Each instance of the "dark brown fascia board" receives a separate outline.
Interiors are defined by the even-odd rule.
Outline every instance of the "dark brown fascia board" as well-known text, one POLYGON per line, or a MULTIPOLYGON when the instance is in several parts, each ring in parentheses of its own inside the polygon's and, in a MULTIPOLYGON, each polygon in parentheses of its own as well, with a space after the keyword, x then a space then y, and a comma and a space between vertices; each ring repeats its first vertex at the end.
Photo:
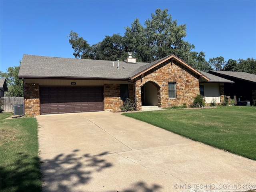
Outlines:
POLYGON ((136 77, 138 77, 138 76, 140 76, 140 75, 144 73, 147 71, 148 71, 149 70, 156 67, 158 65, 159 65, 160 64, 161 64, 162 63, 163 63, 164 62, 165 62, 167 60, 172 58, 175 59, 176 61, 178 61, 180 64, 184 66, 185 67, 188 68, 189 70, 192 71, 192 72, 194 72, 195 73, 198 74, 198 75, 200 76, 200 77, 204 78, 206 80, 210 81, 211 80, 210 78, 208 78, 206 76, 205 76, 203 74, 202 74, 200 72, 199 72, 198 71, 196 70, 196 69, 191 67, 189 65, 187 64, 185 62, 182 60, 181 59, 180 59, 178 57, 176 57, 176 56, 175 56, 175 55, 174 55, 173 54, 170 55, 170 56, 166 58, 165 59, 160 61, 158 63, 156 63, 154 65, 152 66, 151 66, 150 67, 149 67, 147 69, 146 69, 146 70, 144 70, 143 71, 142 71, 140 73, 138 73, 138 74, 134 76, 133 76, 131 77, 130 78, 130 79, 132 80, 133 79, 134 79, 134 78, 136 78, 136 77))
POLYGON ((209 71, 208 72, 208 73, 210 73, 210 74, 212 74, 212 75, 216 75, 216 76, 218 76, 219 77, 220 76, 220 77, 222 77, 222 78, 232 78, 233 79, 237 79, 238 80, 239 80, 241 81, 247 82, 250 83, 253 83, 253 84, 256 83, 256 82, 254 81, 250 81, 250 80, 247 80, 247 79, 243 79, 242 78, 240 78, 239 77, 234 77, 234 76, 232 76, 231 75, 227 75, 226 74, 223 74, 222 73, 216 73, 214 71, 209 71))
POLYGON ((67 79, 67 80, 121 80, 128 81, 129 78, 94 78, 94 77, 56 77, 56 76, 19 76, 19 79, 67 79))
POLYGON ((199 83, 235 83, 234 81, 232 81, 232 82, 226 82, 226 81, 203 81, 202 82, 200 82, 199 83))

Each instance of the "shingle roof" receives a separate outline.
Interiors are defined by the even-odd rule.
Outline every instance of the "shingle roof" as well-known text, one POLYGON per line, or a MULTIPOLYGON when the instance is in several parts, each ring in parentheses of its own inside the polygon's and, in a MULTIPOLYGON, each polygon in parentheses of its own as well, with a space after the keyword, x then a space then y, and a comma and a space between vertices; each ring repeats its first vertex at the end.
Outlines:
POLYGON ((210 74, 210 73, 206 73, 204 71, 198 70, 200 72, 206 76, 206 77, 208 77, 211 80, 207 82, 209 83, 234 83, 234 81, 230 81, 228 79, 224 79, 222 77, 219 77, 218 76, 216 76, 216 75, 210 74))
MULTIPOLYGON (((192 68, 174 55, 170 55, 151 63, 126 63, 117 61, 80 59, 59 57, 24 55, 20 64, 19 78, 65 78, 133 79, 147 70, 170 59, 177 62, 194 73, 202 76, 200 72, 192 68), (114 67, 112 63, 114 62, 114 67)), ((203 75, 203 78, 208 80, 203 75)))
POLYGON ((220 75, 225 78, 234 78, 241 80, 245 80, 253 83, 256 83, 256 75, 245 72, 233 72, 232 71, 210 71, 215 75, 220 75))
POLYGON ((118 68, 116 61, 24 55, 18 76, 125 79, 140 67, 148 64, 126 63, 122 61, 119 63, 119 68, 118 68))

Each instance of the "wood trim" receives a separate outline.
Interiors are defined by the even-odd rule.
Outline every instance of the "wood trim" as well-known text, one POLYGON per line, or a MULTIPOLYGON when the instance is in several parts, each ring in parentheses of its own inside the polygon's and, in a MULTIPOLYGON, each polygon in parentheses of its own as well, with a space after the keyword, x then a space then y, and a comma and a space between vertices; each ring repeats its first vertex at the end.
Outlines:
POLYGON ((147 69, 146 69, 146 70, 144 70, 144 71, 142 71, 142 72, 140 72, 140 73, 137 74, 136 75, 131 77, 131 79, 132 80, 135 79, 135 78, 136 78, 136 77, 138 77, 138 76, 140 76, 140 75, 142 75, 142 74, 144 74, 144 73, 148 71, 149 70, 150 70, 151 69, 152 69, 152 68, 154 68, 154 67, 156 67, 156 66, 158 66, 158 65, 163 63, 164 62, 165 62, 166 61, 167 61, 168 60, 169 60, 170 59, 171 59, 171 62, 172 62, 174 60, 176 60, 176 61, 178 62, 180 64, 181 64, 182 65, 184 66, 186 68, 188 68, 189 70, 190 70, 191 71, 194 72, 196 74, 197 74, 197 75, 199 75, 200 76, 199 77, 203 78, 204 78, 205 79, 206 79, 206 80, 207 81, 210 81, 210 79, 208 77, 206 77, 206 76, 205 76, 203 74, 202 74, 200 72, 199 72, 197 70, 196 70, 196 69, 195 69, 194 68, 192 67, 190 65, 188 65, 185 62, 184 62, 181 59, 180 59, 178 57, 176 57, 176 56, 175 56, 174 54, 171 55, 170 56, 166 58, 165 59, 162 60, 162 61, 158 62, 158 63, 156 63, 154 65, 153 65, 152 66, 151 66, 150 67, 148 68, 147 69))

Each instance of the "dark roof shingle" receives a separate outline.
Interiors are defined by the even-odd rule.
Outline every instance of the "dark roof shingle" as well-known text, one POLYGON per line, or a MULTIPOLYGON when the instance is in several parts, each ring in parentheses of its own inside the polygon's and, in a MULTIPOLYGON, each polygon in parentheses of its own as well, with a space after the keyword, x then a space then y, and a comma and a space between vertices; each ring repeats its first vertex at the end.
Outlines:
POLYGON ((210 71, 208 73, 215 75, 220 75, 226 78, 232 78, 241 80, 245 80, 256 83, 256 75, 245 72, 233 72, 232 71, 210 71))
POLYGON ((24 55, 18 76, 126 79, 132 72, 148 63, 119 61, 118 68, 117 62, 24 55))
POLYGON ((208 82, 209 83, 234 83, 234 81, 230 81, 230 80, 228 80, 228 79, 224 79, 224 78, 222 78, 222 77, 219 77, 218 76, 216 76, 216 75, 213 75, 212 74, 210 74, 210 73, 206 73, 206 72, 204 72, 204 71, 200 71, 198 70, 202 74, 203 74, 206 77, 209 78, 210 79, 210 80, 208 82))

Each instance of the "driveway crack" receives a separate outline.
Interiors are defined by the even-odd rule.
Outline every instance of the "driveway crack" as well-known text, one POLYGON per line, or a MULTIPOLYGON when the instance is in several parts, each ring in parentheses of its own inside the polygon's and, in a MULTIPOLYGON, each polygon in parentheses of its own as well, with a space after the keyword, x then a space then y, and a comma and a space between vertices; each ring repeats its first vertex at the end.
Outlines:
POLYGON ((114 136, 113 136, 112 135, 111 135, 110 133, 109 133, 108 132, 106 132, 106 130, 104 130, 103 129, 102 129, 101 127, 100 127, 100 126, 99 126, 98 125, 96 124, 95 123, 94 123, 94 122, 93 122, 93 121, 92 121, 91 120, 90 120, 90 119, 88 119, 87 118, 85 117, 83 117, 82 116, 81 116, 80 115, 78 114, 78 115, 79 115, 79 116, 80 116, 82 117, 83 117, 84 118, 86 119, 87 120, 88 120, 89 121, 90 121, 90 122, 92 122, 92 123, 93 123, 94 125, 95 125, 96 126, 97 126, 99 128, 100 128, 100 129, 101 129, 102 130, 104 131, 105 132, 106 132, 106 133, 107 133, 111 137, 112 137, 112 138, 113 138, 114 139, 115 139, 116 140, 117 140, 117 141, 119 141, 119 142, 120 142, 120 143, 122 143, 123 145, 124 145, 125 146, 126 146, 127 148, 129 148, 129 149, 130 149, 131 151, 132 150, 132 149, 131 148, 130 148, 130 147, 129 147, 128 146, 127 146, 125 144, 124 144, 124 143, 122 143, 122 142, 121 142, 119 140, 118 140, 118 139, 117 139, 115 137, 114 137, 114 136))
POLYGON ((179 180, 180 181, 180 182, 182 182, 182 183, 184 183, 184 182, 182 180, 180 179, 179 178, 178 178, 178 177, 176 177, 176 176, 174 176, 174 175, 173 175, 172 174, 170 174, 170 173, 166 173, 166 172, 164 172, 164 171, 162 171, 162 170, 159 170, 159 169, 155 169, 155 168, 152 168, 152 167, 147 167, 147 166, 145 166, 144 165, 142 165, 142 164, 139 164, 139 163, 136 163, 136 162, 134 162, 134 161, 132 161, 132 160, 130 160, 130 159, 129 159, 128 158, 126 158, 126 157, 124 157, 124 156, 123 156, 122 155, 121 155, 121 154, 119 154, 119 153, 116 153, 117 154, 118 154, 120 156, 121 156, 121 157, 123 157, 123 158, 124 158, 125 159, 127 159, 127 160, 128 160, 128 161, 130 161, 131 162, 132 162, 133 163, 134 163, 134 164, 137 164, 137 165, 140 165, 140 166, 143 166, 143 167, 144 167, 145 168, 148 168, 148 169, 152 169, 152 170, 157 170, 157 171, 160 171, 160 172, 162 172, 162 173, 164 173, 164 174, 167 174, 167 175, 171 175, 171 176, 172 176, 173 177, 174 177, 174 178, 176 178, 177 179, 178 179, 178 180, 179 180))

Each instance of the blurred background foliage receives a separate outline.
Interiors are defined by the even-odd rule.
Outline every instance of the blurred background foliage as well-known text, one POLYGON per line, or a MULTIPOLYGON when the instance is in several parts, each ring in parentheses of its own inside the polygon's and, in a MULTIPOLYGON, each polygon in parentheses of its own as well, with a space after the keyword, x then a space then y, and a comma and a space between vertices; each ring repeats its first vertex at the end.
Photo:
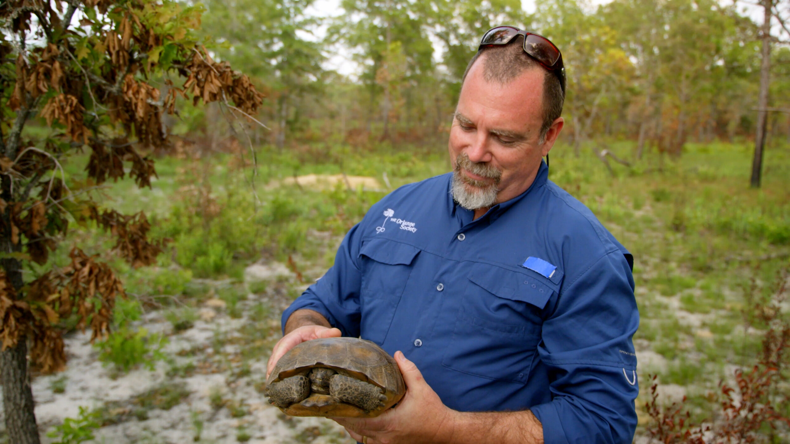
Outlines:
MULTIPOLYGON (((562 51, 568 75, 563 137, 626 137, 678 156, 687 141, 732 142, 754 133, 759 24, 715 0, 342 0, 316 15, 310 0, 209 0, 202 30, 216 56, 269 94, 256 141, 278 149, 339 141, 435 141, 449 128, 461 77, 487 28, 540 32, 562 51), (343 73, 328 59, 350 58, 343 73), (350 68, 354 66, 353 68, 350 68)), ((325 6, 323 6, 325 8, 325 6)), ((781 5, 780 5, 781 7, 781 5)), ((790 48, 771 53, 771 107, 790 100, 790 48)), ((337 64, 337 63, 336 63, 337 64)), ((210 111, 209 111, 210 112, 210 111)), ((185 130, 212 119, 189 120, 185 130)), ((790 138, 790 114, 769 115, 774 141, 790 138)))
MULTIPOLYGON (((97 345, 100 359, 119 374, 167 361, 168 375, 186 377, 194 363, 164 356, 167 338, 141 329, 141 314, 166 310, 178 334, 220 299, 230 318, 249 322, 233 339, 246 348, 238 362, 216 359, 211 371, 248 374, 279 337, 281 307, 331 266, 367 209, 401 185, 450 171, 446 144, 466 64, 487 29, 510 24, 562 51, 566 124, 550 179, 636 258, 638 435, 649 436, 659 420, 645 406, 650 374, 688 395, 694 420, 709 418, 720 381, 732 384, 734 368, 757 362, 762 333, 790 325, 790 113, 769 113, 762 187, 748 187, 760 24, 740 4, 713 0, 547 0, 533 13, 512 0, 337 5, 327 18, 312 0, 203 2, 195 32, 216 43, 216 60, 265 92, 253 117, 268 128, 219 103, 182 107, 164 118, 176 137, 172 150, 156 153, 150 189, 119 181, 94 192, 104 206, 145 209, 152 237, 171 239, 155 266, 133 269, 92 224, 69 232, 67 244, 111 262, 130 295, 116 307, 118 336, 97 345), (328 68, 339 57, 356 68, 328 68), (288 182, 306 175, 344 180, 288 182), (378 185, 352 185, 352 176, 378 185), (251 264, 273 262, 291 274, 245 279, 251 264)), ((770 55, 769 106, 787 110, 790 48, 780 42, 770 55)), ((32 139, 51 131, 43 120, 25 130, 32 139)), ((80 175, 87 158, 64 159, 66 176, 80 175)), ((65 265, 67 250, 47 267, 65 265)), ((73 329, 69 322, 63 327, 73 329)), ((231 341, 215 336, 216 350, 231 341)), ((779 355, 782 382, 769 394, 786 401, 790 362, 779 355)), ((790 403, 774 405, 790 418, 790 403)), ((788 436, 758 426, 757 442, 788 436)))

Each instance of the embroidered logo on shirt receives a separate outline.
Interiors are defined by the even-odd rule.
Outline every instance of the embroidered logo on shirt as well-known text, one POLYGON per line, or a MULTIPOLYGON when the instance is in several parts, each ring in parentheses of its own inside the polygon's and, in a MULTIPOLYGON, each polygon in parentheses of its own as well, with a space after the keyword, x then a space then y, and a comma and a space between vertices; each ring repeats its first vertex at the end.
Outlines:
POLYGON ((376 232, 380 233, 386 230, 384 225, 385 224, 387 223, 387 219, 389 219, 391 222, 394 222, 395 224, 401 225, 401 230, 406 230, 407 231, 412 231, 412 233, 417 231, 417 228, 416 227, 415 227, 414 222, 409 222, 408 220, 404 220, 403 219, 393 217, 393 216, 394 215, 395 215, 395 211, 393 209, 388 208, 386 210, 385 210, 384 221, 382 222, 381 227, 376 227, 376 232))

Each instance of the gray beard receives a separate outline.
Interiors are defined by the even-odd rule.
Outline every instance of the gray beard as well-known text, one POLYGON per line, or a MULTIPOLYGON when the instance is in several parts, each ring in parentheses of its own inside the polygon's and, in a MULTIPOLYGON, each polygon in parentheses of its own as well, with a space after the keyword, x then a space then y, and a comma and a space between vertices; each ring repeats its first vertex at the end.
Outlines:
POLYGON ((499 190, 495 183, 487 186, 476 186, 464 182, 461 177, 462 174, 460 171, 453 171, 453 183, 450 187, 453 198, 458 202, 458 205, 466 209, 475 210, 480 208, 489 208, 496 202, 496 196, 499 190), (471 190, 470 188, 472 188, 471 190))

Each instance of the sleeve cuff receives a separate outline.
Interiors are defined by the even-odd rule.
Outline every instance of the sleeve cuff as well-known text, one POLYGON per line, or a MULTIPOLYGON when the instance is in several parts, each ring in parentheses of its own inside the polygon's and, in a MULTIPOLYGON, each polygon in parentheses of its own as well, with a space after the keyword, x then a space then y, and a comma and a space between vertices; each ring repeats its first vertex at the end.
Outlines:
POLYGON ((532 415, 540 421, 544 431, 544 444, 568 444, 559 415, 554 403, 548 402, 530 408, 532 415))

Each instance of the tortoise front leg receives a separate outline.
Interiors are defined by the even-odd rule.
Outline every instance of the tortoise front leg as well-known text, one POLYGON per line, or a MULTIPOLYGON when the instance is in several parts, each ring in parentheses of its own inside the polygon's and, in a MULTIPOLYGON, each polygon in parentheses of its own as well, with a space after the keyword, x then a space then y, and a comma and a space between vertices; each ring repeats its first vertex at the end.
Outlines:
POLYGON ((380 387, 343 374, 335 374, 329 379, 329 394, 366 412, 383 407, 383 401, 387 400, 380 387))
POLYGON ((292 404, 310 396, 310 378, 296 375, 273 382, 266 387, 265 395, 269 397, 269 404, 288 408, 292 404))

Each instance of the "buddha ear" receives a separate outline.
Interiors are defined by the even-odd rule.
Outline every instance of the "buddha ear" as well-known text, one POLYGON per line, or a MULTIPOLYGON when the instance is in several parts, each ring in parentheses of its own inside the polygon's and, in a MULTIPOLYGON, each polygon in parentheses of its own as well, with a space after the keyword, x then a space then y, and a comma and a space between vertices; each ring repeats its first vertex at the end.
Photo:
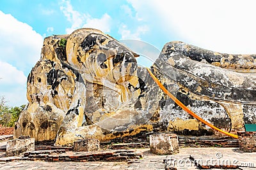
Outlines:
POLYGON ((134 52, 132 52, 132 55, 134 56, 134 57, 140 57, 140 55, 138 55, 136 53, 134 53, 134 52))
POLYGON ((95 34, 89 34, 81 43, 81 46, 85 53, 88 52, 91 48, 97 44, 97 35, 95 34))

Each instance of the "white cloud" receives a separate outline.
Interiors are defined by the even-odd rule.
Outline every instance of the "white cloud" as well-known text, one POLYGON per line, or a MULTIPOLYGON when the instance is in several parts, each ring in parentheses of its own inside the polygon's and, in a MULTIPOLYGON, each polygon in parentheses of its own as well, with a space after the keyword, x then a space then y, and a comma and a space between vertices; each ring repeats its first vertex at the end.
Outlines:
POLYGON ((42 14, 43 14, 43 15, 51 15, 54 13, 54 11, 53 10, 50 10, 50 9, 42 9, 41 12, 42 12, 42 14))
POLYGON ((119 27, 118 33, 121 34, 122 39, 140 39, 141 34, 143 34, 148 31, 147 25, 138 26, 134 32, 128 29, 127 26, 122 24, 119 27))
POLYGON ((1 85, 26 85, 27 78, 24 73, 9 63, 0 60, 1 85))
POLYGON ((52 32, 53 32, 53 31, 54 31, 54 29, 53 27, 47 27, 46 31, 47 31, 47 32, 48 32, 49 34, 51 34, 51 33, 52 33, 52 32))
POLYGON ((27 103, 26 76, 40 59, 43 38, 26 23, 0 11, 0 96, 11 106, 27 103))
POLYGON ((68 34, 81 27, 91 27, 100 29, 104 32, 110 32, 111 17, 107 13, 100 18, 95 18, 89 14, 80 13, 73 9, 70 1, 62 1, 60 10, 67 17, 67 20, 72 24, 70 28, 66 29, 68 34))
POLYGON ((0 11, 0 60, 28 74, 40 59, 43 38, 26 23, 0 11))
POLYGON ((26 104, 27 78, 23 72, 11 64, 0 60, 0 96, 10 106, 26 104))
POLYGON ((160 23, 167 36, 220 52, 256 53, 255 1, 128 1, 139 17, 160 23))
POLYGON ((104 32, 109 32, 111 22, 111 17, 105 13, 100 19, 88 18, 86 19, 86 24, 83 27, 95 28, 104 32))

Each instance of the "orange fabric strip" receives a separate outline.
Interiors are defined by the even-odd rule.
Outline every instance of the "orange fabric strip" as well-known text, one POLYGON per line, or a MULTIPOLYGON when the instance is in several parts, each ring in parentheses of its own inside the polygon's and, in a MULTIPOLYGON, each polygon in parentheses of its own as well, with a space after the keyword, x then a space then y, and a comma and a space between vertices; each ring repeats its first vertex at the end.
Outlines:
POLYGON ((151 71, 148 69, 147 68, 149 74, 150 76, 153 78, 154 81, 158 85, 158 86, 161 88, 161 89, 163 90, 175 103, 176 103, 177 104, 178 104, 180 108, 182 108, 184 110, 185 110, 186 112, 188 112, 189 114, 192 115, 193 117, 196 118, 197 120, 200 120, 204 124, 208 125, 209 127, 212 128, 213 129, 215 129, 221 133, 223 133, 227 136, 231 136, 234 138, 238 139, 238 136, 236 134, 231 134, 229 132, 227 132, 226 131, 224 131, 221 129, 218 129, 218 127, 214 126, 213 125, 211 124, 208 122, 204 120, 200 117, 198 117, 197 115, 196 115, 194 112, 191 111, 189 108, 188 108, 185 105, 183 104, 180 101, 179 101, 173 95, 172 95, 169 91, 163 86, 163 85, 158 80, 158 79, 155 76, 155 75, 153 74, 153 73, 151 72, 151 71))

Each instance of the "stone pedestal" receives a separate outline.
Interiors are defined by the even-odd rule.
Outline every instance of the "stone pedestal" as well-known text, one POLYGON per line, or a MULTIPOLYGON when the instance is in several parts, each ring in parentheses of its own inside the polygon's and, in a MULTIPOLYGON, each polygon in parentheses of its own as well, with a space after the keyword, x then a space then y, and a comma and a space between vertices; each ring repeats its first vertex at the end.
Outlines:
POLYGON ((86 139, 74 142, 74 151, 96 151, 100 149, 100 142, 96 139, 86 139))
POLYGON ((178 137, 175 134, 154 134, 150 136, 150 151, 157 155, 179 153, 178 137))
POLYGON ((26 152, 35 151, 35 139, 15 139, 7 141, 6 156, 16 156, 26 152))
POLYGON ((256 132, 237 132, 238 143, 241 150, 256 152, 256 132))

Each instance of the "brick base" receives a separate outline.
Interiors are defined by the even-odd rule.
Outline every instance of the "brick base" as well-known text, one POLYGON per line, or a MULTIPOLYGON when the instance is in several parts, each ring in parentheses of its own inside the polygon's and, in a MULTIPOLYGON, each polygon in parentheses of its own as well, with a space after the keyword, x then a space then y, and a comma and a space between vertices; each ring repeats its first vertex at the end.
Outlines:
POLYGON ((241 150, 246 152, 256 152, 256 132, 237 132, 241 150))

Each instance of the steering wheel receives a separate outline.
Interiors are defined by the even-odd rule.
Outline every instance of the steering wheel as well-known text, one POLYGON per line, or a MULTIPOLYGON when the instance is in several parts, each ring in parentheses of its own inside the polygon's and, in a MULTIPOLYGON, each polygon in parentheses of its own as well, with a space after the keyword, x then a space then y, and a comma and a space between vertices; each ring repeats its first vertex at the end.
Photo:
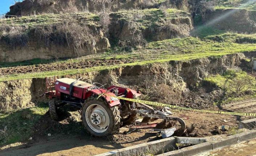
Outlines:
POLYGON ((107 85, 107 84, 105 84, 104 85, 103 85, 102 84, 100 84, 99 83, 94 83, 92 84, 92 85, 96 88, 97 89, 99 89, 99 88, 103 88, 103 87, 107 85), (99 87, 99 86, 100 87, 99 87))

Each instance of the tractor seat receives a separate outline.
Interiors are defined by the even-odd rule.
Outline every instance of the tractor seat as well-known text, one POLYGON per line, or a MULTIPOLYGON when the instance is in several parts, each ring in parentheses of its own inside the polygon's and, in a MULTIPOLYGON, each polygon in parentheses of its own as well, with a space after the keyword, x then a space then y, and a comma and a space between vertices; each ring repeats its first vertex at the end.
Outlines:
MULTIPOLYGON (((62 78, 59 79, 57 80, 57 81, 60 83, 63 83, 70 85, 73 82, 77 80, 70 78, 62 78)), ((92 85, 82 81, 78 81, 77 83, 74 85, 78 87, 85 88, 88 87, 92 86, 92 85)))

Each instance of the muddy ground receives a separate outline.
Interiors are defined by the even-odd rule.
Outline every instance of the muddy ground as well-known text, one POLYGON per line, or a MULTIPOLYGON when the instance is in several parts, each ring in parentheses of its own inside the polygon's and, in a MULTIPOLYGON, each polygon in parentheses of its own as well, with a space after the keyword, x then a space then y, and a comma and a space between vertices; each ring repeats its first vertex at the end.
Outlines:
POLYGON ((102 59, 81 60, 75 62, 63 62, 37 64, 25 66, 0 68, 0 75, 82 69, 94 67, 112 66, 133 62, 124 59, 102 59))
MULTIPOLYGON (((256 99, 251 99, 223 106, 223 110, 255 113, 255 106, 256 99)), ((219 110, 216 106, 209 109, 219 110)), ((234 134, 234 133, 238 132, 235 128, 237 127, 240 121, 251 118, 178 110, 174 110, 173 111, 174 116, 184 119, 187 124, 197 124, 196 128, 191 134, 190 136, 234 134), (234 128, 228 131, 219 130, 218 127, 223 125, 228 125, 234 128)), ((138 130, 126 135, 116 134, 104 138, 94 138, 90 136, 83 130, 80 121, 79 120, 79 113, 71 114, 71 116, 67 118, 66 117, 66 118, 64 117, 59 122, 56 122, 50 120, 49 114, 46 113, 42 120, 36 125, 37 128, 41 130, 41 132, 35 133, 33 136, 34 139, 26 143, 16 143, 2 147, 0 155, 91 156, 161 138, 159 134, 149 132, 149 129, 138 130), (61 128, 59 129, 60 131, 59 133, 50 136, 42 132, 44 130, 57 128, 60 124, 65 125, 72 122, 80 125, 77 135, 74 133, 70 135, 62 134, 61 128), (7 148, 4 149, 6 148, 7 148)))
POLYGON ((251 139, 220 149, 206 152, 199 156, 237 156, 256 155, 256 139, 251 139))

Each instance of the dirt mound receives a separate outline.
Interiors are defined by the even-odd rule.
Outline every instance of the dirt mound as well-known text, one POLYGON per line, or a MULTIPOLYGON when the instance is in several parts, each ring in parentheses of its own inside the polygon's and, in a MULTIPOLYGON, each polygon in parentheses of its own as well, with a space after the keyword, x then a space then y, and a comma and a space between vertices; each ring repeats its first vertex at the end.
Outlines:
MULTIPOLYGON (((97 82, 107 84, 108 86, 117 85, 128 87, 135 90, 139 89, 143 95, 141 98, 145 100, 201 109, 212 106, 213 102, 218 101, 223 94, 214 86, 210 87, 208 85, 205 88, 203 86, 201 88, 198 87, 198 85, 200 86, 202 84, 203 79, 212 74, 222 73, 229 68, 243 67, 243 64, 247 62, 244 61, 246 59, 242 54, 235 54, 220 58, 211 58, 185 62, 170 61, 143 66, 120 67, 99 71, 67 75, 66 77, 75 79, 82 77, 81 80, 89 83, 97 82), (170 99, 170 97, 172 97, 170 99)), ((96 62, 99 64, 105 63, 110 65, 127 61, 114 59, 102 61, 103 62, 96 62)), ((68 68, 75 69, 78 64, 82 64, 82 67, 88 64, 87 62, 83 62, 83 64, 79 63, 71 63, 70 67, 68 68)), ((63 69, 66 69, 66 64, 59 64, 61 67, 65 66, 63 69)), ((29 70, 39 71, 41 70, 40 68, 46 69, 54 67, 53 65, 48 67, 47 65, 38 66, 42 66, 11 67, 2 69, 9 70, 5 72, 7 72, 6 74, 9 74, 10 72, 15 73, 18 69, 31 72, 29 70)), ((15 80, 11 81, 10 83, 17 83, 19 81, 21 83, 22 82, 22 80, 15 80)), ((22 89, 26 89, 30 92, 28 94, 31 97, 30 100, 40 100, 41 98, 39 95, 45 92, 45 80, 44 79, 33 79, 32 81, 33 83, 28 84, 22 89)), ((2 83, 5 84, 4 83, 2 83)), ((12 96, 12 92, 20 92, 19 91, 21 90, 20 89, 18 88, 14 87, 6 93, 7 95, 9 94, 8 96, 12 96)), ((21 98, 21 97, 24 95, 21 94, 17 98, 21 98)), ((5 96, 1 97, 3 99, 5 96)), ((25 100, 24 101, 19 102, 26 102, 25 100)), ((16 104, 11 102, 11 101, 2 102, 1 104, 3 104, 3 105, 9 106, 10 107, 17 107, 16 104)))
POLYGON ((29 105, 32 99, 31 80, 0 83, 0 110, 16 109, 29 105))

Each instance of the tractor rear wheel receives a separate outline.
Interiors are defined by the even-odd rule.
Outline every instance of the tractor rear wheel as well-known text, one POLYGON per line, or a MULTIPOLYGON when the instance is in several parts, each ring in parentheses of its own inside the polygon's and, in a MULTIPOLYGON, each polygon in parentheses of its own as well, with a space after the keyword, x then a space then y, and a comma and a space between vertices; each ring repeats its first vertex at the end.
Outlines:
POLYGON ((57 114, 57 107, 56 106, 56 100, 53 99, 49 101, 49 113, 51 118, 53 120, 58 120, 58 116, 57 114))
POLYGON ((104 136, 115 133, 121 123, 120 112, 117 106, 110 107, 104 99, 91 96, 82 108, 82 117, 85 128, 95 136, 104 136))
---
Set problem: Reproduce without any change the lines from the one containing "Each instance of the gray" to the one containing "POLYGON ((499 190, 495", including both of those lines.

Exercise answer:
Each instance of the gray beard receives a separate outline.
Interiors are defined by the even-odd rule.
Outline every instance of the gray beard as well-known text, one POLYGON per line, or a MULTIPOLYGON when the instance is in several parts, each ring in parentheses of its own inside the polygon's and, in a MULTIPOLYGON, each polygon in parentheses of its own as well, with a space after the keyword, x then a space then y, and a comma and a space between vertices; each ring repeats its first vertex at the end.
Outlines:
POLYGON ((499 190, 495 183, 487 186, 476 186, 464 182, 461 177, 462 174, 460 171, 453 171, 453 183, 450 187, 453 198, 458 202, 458 205, 466 209, 475 210, 480 208, 489 208, 496 202, 496 196, 499 190), (471 190, 470 188, 472 188, 471 190))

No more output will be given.